(Dataset excerpts on object pointing)
···

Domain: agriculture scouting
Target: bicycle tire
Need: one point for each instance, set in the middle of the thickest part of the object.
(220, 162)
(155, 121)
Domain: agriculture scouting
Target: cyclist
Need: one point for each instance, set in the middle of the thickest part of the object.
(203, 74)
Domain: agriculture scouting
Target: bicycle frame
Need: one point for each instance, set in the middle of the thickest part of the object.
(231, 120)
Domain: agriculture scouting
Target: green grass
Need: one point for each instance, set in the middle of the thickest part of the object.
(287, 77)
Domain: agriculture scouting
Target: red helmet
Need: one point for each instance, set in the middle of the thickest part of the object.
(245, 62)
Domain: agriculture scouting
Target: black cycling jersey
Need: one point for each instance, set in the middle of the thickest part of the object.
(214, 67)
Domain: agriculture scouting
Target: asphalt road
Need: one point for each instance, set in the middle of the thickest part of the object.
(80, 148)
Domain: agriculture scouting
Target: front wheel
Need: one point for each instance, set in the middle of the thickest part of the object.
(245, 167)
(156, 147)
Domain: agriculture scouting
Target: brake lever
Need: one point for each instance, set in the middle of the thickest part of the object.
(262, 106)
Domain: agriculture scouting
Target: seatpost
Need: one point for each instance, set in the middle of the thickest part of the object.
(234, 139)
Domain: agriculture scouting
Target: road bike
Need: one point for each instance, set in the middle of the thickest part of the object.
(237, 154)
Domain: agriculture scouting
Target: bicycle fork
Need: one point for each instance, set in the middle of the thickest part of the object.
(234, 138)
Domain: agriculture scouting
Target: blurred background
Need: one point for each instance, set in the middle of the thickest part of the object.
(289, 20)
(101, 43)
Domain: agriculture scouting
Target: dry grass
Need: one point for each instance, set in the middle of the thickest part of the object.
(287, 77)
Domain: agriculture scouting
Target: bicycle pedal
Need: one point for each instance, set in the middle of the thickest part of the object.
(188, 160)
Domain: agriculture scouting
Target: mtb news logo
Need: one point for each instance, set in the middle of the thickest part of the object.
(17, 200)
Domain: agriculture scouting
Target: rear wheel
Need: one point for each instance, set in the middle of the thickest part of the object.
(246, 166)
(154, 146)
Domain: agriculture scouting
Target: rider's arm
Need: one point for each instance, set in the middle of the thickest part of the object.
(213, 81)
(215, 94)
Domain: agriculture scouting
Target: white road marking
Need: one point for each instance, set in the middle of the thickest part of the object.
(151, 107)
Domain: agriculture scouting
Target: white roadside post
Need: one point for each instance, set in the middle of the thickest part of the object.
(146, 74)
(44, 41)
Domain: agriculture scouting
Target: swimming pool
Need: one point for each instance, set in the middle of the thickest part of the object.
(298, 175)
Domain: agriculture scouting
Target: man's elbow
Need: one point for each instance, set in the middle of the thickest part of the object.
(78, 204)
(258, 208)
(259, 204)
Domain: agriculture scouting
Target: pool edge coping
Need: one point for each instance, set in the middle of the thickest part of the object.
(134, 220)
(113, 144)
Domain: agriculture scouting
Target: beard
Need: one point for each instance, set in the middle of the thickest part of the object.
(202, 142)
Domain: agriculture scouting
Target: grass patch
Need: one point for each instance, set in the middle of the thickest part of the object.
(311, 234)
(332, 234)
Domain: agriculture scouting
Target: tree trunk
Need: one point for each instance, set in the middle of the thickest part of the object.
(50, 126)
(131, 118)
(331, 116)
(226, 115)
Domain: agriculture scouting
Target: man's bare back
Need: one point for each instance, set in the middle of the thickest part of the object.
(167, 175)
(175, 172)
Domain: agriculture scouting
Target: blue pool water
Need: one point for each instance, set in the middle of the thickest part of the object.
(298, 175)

···

### Set exercise:
Print the material above once more, exactly.

### Full output:
Domain: agriculture scouting
Target: bicycle tire
Need: one point for each instance, set in the middle of the thickest part of the object.
(220, 162)
(155, 121)
Domain: agriculture scouting
Target: cyclist
Need: one point for each instance, set in the middle of the thickest part of the object.
(203, 74)
Domain: agriculture scouting
Target: bicycle frame
Need: one point for each instance, set in the middle of the thickest part of the object.
(231, 120)
Domain: agriculture scouting
Target: green grass
Need: one point for each instance, set in the middle of the thickest part of the object.
(287, 77)
Domain: agriculture scouting
Target: red helmet
Need: one point for each instance, set in the middle of the thickest part of the object.
(245, 62)
Domain: agriculture scouting
Target: black cycling jersey
Need: one point for each instance, set in the middle of the thickest part of the object.
(214, 67)
Domain: agriculture scouting
Target: asphalt road
Need: one point for each instance, set in the middle of the thickest part of the object.
(80, 148)
Domain: agriculture scouting
Target: front wheel
Need: one point for each instance, set in the middle of the thickest part of the object.
(245, 167)
(156, 147)
Domain: agriculture scouting
Target: brake lever
Need: one point for each instance, set in the middle of the thickest part of the object.
(262, 106)
Domain: agriculture scouting
Target: seatpost
Need: one point for each instance, set in the middle of the thickest part of the object.
(234, 139)
Domain: agriculture scouting
Target: road bike
Need: one point for each instance, set in the middle of the thickest part of the object.
(237, 154)
Domain: agriculture scouting
Target: bicycle fork
Need: one point for each instance, set in the middle of the thickest part of the object.
(234, 138)
Domain: agriculture scouting
Target: blurred background
Need: one point for each instance, set in the middle of the thickest part of the object.
(289, 20)
(101, 43)
Domain: agriculture scouting
Target: dry grass
Need: one point for each instance, set in the middle of the thickest part of the object.
(287, 77)
Domain: agriculture scouting
Target: bicycle pedal
Need: one point for each instance, set in the middle of the thickest part of the object.
(188, 160)
Domain: agriculture scouting
Target: mtb news logo
Need: one point for each instance, set in the middle of the thickest part of the object.
(17, 200)
Domain: agriculture scouting
Target: rear wheel
Need: one point for each instance, set in the middle of the thickest part of the object.
(246, 166)
(154, 146)
Domain: agriculture scouting
Target: rider's arm
Need: one point for each instance, set in the middle of the thickest part of the object.
(213, 81)
(215, 94)
Domain: agriculture scouting
Target: white road marking
Need: one point for each instance, set in the middle of the thickest part of the object.
(151, 107)
Domain: agriculture scouting
Target: white roadside post
Need: one point for each instance, set in the middle of the thickest part of the object.
(146, 74)
(44, 41)
Domain: agriculture scouting
Target: swimming pool
Need: one point for each instance, set in the middle of the thickest part of the object.
(298, 175)
Domain: agriculture scouting
Target: man's elbow
Need: one point for each instance, set in the middle of the thickest part of the object.
(78, 204)
(258, 208)
(259, 204)
Domain: agriculture scouting
Target: pool edge coping
Need: one point for each instance, set in the middle of the thickest part of the object.
(134, 220)
(113, 144)
Domain: agriculture scouting
Target: beard
Need: one point for each instance, set in the middle of the thickest part of the object.
(202, 142)
Domain: agriculture scouting
Target: grass patch
Need: one point for each instance, set in the middle of the thickest part of the object.
(311, 234)
(332, 234)
Domain: agriculture scouting
Target: tree trunk
Need: one point for each instance, set in the middle of the thickest part of the object.
(50, 126)
(131, 118)
(331, 116)
(226, 115)
Domain: agriculture scouting
Target: man's bare back
Need: one point for each instance, set in the middle of the thickest part of the object.
(167, 175)
(175, 172)
Domain: agriculture scouting
Target: blue pool water
Need: one point for each instance, set in the middle of the thickest part of the object.
(298, 175)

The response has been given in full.